Exercise:
Reproduce the lines from the one containing "gravel on sand?" through the one containing "M 224 111 L", both included, with no changes.

Data lines:
-- BEGIN --
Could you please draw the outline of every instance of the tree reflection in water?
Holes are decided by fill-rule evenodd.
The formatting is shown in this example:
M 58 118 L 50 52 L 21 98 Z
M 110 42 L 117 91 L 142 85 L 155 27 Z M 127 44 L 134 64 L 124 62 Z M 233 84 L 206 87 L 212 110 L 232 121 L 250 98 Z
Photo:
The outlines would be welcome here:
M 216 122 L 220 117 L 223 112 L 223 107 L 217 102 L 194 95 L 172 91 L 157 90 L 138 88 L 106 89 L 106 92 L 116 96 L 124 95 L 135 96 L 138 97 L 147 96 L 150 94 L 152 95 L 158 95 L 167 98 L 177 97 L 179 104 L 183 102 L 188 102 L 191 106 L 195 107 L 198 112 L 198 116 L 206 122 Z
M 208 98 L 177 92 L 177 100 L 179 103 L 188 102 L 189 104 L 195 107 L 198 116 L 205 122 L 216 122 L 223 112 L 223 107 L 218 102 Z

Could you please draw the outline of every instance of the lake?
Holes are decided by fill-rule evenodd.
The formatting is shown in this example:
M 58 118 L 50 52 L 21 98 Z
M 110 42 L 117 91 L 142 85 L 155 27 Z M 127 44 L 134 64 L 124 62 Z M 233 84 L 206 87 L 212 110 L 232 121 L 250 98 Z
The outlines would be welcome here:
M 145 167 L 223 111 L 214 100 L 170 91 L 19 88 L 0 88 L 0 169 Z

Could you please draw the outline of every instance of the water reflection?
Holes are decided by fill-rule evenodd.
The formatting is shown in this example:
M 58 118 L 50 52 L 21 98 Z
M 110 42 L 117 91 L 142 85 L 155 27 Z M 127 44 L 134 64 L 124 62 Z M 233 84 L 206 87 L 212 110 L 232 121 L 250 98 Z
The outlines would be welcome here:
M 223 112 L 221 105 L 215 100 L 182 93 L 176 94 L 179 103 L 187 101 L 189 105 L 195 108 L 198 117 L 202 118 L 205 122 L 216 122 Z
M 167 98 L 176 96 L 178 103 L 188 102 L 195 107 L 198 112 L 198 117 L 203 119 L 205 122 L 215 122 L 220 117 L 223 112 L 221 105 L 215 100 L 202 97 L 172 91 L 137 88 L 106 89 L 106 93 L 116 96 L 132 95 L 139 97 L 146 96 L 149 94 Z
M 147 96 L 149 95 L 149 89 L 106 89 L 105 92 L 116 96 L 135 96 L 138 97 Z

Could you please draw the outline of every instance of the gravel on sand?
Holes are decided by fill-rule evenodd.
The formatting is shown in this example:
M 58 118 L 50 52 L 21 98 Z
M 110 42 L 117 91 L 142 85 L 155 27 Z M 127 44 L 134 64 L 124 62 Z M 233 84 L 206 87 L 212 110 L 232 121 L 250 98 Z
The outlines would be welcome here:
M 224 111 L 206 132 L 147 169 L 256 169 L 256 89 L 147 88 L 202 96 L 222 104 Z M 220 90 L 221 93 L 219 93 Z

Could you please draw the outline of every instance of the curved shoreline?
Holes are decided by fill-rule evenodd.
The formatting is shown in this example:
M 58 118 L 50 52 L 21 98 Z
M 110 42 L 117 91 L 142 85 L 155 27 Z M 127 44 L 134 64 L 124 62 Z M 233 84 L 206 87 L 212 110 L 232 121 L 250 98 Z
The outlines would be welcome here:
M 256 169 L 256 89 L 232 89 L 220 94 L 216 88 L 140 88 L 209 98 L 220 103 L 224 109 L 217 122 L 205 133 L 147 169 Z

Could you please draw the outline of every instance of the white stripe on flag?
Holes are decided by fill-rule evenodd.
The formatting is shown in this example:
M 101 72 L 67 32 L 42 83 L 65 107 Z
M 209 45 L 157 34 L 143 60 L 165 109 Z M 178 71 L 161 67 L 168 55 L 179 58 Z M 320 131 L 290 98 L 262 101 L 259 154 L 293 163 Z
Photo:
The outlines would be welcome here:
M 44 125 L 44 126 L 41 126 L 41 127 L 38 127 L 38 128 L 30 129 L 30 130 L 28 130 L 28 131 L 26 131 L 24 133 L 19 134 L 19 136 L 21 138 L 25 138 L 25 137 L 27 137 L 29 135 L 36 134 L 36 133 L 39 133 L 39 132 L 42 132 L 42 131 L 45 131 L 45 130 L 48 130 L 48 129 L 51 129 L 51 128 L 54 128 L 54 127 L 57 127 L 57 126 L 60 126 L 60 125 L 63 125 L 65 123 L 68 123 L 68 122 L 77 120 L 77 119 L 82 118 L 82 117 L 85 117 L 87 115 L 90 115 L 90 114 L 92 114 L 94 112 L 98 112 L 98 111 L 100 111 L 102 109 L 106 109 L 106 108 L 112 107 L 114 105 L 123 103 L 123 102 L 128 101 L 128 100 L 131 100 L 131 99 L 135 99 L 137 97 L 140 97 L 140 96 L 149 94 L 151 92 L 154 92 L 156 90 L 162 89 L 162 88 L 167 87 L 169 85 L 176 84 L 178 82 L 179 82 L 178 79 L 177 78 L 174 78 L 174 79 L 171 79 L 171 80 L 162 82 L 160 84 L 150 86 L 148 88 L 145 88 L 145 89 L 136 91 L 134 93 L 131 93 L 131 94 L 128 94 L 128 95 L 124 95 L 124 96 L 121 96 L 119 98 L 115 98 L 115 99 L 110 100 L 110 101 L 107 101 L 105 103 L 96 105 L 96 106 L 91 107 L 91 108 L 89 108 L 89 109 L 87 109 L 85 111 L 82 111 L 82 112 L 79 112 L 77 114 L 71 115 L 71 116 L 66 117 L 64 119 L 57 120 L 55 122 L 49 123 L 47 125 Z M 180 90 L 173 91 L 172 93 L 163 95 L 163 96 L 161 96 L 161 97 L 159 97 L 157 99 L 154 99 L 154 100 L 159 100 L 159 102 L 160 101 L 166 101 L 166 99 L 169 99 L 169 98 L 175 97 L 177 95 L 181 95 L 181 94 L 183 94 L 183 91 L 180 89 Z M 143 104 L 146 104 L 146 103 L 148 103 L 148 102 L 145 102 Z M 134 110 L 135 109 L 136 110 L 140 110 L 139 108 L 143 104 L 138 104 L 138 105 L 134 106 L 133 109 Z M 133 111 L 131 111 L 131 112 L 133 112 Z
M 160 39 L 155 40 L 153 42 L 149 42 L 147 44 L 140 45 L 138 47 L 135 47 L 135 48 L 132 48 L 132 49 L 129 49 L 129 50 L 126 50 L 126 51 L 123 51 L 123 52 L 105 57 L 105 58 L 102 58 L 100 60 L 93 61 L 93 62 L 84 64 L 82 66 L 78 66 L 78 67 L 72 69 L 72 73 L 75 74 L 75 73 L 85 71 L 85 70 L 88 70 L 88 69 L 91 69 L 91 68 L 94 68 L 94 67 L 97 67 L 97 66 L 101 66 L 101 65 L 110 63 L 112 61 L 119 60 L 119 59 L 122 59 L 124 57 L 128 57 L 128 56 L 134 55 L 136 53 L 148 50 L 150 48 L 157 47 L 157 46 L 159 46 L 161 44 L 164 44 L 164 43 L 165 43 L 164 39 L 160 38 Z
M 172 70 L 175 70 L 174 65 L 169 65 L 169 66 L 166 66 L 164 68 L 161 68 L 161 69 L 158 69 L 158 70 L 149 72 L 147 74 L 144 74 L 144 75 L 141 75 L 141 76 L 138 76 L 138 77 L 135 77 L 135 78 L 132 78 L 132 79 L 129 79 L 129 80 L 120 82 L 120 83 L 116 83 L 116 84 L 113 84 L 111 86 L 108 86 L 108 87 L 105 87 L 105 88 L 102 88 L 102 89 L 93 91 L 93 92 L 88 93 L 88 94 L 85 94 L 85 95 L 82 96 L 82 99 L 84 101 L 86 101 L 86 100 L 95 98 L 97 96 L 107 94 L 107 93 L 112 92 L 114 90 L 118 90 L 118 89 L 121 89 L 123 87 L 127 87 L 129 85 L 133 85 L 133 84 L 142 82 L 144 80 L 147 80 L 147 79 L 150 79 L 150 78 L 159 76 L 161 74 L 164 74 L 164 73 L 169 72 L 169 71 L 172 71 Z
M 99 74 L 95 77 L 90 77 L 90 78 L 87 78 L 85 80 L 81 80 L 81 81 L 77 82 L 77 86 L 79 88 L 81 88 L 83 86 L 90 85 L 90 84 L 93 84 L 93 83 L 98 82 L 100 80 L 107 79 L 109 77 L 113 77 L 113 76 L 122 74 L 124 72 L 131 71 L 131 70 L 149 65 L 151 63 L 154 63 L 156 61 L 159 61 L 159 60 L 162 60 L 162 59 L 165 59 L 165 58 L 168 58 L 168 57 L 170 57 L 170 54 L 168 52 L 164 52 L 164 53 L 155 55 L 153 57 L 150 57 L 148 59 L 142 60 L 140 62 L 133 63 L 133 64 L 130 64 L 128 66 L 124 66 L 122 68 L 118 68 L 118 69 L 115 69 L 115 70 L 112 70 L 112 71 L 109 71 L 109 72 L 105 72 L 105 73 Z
-- END --
Correct result:
Could you please draw the outline of every instance of the gravel on sand?
Holes are decided by fill-rule evenodd.
The formatting is shown in this example:
M 58 118 L 50 52 L 21 98 Z
M 110 42 L 117 91 L 142 85 L 155 27 Z M 127 44 L 134 64 L 124 62 Z M 233 84 L 206 87 L 212 110 L 232 121 L 250 98 Z
The outlines would be welcome here:
M 224 111 L 206 132 L 147 169 L 256 169 L 256 89 L 147 88 L 202 96 L 222 104 Z M 220 90 L 221 93 L 219 93 Z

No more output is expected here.